━━ SUPPLIED DATA

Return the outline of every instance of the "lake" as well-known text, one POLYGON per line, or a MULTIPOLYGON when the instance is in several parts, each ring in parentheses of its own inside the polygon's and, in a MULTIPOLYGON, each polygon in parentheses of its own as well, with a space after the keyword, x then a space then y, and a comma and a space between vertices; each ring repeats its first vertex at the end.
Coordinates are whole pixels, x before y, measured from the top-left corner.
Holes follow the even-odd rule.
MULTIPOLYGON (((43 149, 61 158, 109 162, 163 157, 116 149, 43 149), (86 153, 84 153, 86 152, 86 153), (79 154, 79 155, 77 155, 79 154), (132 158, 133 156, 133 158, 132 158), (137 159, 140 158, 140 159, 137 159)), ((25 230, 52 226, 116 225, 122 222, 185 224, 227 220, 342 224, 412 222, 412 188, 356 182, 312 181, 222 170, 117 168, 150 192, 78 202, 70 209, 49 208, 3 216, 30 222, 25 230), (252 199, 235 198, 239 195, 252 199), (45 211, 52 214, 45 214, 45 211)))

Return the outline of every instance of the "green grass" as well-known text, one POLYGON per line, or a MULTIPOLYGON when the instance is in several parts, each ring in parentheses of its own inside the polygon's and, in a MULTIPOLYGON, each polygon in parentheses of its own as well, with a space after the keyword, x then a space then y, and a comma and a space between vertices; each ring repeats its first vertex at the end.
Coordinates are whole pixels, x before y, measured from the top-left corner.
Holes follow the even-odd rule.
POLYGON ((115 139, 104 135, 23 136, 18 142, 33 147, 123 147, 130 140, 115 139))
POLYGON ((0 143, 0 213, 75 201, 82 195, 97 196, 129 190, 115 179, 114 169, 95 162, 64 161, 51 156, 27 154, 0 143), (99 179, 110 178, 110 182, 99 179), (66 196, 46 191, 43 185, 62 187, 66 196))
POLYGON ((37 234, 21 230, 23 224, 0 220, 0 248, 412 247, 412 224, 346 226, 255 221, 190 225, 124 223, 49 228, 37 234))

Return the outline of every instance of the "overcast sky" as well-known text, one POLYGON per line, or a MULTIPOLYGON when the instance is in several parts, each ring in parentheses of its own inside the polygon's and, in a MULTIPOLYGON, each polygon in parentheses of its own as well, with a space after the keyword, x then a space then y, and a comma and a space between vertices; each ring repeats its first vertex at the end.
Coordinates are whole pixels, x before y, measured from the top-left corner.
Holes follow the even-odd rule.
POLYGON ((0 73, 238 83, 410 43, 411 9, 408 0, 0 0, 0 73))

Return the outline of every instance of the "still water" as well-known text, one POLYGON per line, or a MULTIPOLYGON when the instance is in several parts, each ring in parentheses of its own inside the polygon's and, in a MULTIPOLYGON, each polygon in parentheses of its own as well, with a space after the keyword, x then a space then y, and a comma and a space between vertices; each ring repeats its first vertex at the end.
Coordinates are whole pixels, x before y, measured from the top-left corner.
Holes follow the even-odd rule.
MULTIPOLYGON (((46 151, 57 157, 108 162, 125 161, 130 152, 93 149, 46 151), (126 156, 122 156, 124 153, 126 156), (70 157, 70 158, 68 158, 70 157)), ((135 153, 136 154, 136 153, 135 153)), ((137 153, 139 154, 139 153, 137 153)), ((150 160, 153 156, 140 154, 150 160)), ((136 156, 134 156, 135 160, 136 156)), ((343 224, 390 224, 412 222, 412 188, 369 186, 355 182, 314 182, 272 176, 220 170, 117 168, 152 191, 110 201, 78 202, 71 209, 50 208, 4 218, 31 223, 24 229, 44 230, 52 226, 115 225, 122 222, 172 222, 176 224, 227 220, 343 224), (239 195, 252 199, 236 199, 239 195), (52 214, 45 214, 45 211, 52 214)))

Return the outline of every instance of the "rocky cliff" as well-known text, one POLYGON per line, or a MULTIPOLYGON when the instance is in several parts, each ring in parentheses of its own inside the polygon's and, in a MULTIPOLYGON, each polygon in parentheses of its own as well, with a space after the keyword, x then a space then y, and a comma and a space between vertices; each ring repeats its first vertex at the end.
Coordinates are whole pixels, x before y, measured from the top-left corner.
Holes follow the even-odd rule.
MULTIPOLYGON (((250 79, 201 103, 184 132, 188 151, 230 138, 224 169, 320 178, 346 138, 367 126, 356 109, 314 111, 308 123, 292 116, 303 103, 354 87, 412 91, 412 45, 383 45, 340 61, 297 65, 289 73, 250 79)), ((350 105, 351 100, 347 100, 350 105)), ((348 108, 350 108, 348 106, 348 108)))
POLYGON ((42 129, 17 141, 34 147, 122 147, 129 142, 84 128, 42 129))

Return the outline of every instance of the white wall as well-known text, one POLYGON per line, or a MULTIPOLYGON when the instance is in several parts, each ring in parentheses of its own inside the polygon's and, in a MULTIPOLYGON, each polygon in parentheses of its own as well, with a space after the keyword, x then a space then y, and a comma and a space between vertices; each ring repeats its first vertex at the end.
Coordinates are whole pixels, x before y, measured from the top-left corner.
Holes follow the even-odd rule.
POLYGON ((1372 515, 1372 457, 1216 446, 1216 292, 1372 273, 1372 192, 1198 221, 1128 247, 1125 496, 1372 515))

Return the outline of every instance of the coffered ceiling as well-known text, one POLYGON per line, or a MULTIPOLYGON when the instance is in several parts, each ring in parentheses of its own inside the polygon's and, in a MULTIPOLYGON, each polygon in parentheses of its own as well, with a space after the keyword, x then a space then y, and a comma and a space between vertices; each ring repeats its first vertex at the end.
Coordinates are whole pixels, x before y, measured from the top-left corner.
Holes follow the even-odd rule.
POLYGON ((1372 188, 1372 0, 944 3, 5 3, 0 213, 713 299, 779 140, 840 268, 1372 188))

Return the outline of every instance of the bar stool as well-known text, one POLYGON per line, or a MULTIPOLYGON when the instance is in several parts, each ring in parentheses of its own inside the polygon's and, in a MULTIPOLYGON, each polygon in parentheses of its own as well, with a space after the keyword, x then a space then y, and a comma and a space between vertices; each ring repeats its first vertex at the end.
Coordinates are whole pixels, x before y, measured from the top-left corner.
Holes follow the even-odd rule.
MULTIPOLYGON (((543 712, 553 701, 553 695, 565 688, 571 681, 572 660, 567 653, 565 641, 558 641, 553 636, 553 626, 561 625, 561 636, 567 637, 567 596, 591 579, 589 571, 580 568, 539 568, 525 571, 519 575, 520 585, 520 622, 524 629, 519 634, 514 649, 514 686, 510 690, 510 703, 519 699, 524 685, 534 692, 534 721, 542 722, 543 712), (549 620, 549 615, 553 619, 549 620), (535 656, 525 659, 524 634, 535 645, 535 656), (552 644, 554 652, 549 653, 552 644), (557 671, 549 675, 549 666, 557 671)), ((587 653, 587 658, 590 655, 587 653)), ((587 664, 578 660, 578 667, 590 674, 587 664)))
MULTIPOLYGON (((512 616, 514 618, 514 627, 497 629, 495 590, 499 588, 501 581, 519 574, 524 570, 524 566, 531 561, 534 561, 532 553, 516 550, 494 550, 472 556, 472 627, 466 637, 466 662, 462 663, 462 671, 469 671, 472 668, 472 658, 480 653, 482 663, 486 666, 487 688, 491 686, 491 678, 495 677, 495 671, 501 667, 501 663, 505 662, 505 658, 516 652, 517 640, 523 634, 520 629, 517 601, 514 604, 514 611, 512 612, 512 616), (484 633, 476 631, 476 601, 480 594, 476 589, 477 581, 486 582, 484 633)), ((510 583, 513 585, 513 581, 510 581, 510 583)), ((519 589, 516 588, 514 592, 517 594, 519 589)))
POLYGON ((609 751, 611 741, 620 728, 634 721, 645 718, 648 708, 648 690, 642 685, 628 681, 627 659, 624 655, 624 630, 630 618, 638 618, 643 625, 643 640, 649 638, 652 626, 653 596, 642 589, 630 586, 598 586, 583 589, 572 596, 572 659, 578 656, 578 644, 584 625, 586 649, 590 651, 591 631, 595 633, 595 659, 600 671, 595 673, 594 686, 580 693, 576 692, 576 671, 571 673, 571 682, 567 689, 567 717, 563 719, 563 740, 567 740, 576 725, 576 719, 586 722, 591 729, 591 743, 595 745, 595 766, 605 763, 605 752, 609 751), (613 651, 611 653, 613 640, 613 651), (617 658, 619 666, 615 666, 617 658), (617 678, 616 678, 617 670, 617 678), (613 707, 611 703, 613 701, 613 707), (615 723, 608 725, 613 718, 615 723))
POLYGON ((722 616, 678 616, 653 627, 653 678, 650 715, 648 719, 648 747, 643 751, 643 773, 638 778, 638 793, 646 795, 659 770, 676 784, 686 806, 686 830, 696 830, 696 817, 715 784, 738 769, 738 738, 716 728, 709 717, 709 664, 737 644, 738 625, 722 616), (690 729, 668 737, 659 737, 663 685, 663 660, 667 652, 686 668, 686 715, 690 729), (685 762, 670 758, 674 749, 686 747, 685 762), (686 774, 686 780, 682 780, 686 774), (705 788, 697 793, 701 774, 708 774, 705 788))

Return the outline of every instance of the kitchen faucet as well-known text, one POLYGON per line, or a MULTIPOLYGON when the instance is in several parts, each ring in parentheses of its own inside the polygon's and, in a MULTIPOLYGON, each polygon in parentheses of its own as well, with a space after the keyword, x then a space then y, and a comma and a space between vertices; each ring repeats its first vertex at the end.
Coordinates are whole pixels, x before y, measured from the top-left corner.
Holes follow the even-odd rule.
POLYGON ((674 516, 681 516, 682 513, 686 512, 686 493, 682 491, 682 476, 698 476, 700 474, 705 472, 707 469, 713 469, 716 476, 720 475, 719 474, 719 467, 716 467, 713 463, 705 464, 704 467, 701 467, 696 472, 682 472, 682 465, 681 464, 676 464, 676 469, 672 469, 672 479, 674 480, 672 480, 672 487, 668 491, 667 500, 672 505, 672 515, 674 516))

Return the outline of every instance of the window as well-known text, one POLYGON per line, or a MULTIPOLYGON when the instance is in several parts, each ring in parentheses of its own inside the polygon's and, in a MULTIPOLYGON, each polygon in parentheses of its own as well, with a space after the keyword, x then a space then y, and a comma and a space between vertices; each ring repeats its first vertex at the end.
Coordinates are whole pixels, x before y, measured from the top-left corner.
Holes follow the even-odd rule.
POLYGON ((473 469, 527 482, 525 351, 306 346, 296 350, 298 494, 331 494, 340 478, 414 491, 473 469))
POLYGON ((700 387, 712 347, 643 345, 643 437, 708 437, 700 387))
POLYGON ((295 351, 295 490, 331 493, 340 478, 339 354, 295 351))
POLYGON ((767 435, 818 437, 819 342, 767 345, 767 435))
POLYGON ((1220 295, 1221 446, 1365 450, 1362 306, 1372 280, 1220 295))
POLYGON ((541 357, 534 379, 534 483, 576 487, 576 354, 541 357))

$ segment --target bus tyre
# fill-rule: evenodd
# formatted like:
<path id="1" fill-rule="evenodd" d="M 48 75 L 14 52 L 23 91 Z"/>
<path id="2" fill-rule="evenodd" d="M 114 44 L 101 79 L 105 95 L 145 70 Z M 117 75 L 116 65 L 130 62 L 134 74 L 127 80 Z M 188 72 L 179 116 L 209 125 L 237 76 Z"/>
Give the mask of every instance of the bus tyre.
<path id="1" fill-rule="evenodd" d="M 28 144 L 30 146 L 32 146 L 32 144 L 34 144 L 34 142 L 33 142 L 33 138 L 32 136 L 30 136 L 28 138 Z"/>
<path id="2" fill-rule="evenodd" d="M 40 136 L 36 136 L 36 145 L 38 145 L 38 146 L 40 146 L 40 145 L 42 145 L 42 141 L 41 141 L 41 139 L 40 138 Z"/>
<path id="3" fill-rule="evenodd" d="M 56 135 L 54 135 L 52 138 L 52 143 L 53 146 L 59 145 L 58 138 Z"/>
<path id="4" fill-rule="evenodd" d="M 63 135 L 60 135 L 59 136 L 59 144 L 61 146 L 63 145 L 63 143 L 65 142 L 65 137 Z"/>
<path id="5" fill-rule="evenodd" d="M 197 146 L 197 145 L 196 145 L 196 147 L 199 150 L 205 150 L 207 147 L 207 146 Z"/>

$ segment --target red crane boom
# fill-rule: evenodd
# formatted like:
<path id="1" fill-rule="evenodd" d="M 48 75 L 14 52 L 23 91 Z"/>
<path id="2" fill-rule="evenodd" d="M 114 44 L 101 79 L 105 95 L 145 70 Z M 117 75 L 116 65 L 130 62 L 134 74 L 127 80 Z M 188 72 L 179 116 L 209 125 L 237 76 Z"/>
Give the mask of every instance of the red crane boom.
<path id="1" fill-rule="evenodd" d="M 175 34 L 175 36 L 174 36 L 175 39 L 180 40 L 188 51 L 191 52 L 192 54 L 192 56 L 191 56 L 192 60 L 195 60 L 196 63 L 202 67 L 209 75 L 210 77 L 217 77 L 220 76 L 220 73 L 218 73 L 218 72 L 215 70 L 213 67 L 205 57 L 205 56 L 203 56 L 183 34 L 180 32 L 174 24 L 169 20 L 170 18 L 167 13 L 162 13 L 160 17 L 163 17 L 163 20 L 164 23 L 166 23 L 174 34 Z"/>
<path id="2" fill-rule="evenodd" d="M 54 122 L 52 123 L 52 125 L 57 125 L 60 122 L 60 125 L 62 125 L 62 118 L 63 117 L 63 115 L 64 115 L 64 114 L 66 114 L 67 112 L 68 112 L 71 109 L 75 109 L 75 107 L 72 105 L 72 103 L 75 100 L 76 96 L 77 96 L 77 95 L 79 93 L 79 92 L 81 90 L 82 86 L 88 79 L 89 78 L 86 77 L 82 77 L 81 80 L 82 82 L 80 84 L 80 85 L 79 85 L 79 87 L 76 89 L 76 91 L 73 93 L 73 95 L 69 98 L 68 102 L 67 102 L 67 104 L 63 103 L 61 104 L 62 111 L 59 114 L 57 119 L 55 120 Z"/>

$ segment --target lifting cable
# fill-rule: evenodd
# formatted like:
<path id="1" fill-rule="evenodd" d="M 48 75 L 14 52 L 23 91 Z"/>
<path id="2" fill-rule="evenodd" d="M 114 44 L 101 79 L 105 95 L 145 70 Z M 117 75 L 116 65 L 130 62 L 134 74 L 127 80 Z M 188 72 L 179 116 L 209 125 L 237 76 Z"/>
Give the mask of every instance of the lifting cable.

━━━━

◆ **TASK PROMPT**
Reproduce only those lines of the entries above that run from the line with "--target red crane boom" to the final line.

◆ **TASK OUTPUT**
$ segment --target red crane boom
# fill-rule: evenodd
# formatted like:
<path id="1" fill-rule="evenodd" d="M 48 75 L 14 52 L 23 91 Z"/>
<path id="2" fill-rule="evenodd" d="M 114 44 L 101 79 L 105 95 L 145 70 Z M 117 75 L 116 65 L 130 62 L 134 74 L 127 80 Z M 188 72 L 179 116 L 209 125 L 237 76 Z"/>
Give the mask of every instance of the red crane boom.
<path id="1" fill-rule="evenodd" d="M 175 34 L 175 36 L 174 36 L 175 39 L 180 40 L 188 51 L 191 52 L 192 54 L 192 56 L 191 56 L 192 60 L 195 60 L 196 63 L 202 67 L 209 75 L 210 77 L 217 77 L 220 76 L 220 73 L 218 73 L 218 72 L 215 70 L 213 67 L 205 57 L 205 56 L 203 56 L 183 34 L 180 32 L 174 24 L 169 20 L 170 18 L 167 13 L 162 13 L 160 17 L 163 17 L 163 20 L 164 23 L 166 23 L 174 34 Z"/>
<path id="2" fill-rule="evenodd" d="M 54 122 L 52 123 L 52 125 L 57 125 L 60 122 L 60 125 L 62 125 L 62 118 L 63 117 L 63 115 L 64 115 L 64 114 L 66 114 L 67 112 L 68 112 L 71 109 L 75 109 L 75 107 L 72 105 L 72 103 L 75 100 L 76 96 L 77 96 L 77 95 L 79 93 L 79 92 L 81 90 L 82 86 L 88 79 L 89 78 L 86 77 L 82 77 L 81 80 L 82 82 L 80 84 L 80 85 L 79 85 L 79 87 L 76 89 L 76 91 L 73 93 L 73 95 L 69 98 L 68 102 L 67 102 L 67 104 L 63 103 L 61 104 L 62 111 L 59 114 L 57 119 L 55 120 Z"/>

$ segment --target lifting cable
# fill-rule: evenodd
# formatted like:
<path id="1" fill-rule="evenodd" d="M 48 75 L 14 52 L 23 91 Z"/>
<path id="2" fill-rule="evenodd" d="M 114 44 L 101 79 L 105 95 L 145 70 Z M 117 75 L 116 65 L 130 62 L 134 74 L 127 80 Z M 188 72 L 179 116 L 209 125 L 237 76 Z"/>
Give the mask of every instance of the lifting cable.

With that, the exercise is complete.